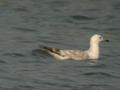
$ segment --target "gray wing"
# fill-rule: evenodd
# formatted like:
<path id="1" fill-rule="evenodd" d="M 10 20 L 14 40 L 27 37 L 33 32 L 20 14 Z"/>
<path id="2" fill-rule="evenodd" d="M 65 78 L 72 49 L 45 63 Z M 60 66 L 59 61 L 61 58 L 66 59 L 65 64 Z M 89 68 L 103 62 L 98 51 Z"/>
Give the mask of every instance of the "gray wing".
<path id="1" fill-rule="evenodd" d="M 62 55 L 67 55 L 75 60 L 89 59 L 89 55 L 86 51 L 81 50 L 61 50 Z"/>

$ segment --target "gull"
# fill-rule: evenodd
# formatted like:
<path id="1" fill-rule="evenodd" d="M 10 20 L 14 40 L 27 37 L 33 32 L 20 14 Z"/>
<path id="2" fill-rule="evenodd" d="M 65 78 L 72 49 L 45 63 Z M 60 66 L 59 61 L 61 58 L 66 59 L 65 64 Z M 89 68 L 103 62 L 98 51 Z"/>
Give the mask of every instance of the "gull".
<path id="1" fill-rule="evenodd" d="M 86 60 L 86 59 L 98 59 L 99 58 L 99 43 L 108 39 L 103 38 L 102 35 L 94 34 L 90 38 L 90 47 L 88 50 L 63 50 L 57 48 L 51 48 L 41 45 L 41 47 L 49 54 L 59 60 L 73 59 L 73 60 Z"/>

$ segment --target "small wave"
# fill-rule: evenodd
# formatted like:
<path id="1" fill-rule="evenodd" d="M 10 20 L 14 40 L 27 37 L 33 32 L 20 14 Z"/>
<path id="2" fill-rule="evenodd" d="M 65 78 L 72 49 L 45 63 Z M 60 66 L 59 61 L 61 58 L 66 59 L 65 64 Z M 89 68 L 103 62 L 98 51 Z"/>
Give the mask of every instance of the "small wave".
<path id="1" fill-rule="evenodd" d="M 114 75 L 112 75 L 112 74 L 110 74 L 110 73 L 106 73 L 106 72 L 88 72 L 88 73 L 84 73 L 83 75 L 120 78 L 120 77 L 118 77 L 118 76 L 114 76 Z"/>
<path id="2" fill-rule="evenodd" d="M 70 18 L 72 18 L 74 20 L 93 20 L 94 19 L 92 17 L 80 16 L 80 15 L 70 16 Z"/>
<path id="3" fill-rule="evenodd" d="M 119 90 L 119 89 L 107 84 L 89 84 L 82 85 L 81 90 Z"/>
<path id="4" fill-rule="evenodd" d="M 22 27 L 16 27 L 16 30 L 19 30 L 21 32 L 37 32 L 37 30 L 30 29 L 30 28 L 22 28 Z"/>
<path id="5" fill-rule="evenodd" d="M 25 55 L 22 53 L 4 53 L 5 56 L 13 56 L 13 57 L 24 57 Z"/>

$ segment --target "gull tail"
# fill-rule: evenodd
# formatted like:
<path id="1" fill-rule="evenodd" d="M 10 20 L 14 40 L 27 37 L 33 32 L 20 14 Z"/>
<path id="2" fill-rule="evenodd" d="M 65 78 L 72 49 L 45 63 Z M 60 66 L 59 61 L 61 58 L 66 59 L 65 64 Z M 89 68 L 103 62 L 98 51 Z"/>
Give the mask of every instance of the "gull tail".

----------------------------------------

> _Task to carry out_
Copy every line of the entries above word for word, without the picture lines.

> _Answer to the problem_
$ segment --target "gray wing"
# fill-rule: evenodd
# formatted like:
<path id="1" fill-rule="evenodd" d="M 10 20 L 14 40 L 27 37 L 33 32 L 20 14 Z"/>
<path id="2" fill-rule="evenodd" d="M 65 78 L 72 49 L 45 63 Z M 60 66 L 59 61 L 61 58 L 66 59 L 65 64 Z M 89 68 L 103 62 L 98 51 Z"/>
Give the mask of every instance of the "gray wing".
<path id="1" fill-rule="evenodd" d="M 62 55 L 67 55 L 75 60 L 89 59 L 89 55 L 86 51 L 81 50 L 61 50 Z"/>

$ segment --target "gull"
# fill-rule: evenodd
# formatted like:
<path id="1" fill-rule="evenodd" d="M 10 20 L 14 40 L 27 37 L 33 32 L 20 14 Z"/>
<path id="2" fill-rule="evenodd" d="M 65 78 L 72 49 L 45 63 Z M 60 66 L 59 61 L 61 58 L 66 59 L 65 64 Z M 89 68 L 103 62 L 98 51 Z"/>
Give the mask of every instance of the "gull".
<path id="1" fill-rule="evenodd" d="M 86 60 L 86 59 L 98 59 L 99 58 L 99 43 L 108 39 L 103 38 L 102 35 L 94 34 L 90 38 L 90 47 L 88 50 L 63 50 L 57 48 L 51 48 L 41 45 L 41 47 L 49 54 L 59 60 L 73 59 L 73 60 Z"/>

$ segment --target "small wave"
# fill-rule: evenodd
# formatted like:
<path id="1" fill-rule="evenodd" d="M 10 20 L 14 40 L 27 37 L 33 32 L 20 14 Z"/>
<path id="2" fill-rule="evenodd" d="M 65 78 L 72 49 L 45 63 Z M 60 66 L 59 61 L 61 58 L 66 59 L 65 64 Z M 89 68 L 103 62 L 98 51 Z"/>
Give the mask of every instance of the "small wave".
<path id="1" fill-rule="evenodd" d="M 114 75 L 112 75 L 112 74 L 110 74 L 110 73 L 106 73 L 106 72 L 88 72 L 88 73 L 84 73 L 83 75 L 120 78 L 120 77 L 118 77 L 118 76 L 114 76 Z"/>
<path id="2" fill-rule="evenodd" d="M 70 18 L 72 18 L 74 20 L 93 20 L 94 19 L 92 17 L 80 16 L 80 15 L 70 16 Z"/>
<path id="3" fill-rule="evenodd" d="M 119 90 L 119 89 L 107 84 L 89 84 L 82 85 L 81 90 Z"/>
<path id="4" fill-rule="evenodd" d="M 22 27 L 16 27 L 16 30 L 19 30 L 21 32 L 37 32 L 37 30 L 30 29 L 30 28 L 22 28 Z"/>
<path id="5" fill-rule="evenodd" d="M 25 55 L 22 53 L 4 53 L 5 56 L 13 56 L 13 57 L 24 57 Z"/>

$ segment --target "gull tail"
# fill-rule: evenodd
# formatted like:
<path id="1" fill-rule="evenodd" d="M 10 20 L 14 40 L 27 37 L 33 32 L 20 14 Z"/>
<path id="2" fill-rule="evenodd" d="M 65 78 L 72 49 L 45 63 Z M 60 66 L 59 61 L 61 58 L 66 59 L 65 64 Z M 89 68 L 103 62 L 98 51 Z"/>
Give the mask of every instance of the "gull tail".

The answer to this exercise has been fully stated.